EXTRACTO DE LA PÁGINA
Vale más una cabeza bien puesta, que una repleta.
M. de Montaigne
Por Tirso Suárez-Núñez
Doctor en Estudios Organizacionales.
Profesor-investigador/UADY. Miembro del Sistema Nacional de Investigadores (SNI).
¿Sabe Ud. qué tienen en común Fiodor Dostoyevski y Jorge Ibargüengoitia? Aparte de ser grandes escritores, ambos eran ingenieros graduados que al paso del tiempo descubren su vocación por las letras y se dedican por completo a ellas, es decir, la hacen su profesión y ése parece ser el secreto de la vida plena de cualquier persona: hacer de su vocación -lo que a uno le plazca o le nazca hacer- su profesión, es decir su modo de vida. Los ingenieros -escritores antes mencionados- se prepararon para una profesión y terminaron ejerciendo otra muy distinta a la inicial, pero el cambio experimentado fue para su realización plena, lo que se constata por la maestría de lo que lograron con su trabajo como resultado de la búsqueda de su vocación y la construcción de su profesión.
En otros casos los giros en la actividad son menos dramáticos pero también muy positivos: individuos que sienten la necesidad de estudiar un posgrado para reforzar sus capacidades de manera que su profesión sea más acorde con la vocación descubierta, por ejemplo el médico que se prepara para dirigir un hospital, o un músico para conducir una orquesta, etc. En otras ocasiones no es la educación formal la que posibilita el cambio, sino un aprendizaje experiencial que sobre la marcha va ayudando a descubrir y a confirmar la verdadera vocación.
Psicólogos y educadores discuten por qué la vocación no siempre emerge con facilidad, de manera que sea potenciada por la formación y confirmada en el ejercicio de la profesión. La causa radica en que muchas veces tomamos la decisión de estudiar una carrera en medio de una gran incertidumbre acerca de nuestra vocación, que desconocemos, porque no la hemos experimentado como actividad práctica. Es hasta la mitad de la carrera o al final de la misma, con las prácticas profesionales, cuando se empieza a tener conciencia plena de ella, porque como en toda situación envuelta en la incertidumbre, no hay otra manera de conocer que haciendo, es decir, a veces lo inteligente es: primero actuar y después pensar.

LÍNEAS PROPORCIONADAS
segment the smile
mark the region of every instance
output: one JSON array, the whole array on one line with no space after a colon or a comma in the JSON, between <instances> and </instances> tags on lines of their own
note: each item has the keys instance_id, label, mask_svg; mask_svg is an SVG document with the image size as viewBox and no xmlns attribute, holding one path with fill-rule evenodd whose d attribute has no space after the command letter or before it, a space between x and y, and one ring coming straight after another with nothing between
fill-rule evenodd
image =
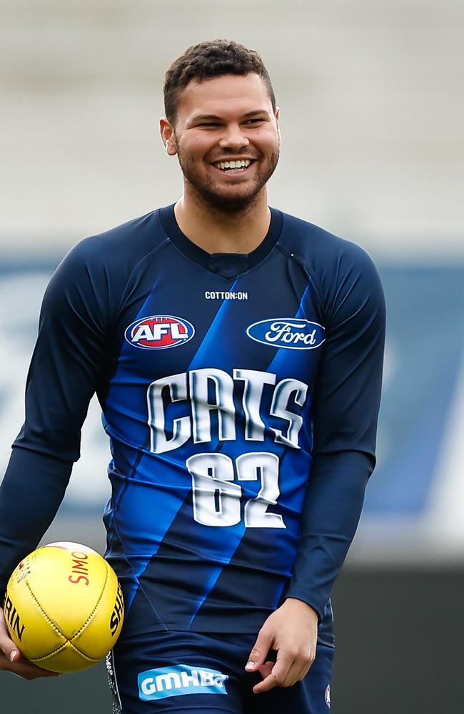
<instances>
[{"instance_id":1,"label":"smile","mask_svg":"<svg viewBox=\"0 0 464 714\"><path fill-rule=\"evenodd\" d=\"M217 161L212 165L224 174L240 174L246 171L251 163L251 159L242 159L233 161Z\"/></svg>"}]
</instances>

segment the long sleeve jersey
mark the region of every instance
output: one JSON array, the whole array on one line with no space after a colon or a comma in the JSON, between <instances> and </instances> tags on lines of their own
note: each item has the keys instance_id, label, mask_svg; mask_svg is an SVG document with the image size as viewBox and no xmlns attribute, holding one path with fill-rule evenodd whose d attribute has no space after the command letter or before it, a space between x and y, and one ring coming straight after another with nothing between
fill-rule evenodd
<instances>
[{"instance_id":1,"label":"long sleeve jersey","mask_svg":"<svg viewBox=\"0 0 464 714\"><path fill-rule=\"evenodd\" d=\"M358 246L271 216L249 254L206 253L170 206L60 264L0 488L0 589L56 512L96 392L126 633L255 632L294 597L330 639L375 465L385 305Z\"/></svg>"}]
</instances>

LISTA DE TAREAS
A: Indica si cada afirmación concuerda con el artículo sobre la vocación y cita las palabras que lo deciden: (i) Dostoyevski e Ibargüengoitia eran ingenieros graduados; (ii) el cambio hacia la verdadera vocación siempre requiere educación formal; (iii) la conciencia plena de la vocación suele llegar antes de empezar la carrera.
B: Reescribe el artículo sobre la vocación desde "Profesor-investigador/UADY. Miembro del" hasta "de su profesión.", y sustituye "ingenieros" por "técnicos".
C: Según el artículo sobre la vocación, ¿para qué se prepara el médico que estudia un posgrado?

RESPUESTAS DEL EJERCICIO
A:
(i) Sí: "ambos eran ingenieros graduados".
(ii) No: "En otras ocasiones no es la educación formal la que posibilita el cambio, sino un aprendizaje experiencial".
(iii) No: "Es hasta la mitad de la carrera o al final de la misma, con las prácticas profesionales, cuando se empieza a tener conciencia plena de ella".

B:
Profesor-investigador/UADY. Miembro del Sistema Nacional de Investigadores (SNI).
¿Sabe Ud. qué tienen en común Fiodor Dostoyevski y Jorge Ibargüengoitia? Aparte de ser grandes escritores, ambos eran técnicos graduados que al paso del tiempo descubren su vocación por las letras y se dedican por completo a ellas, es decir, la hacen su profesión y ése parece ser el secreto de la vida plena de cualquier persona: hacer de su vocación -lo que a uno le plazca o le nazca hacer- su profesión, es decir su modo de vida. Los técnicos -escritores antes mencionados- se prepararon para una profesión y terminaron ejerciendo otra muy distinta a la inicial, pero el cambio experimentado fue para su realización plena, lo que se constata por la maestría de lo que lograron con su trabajo como resultado de la búsqueda de su vocación y la construcción de su profesión.

C: Para dirigir un hospital.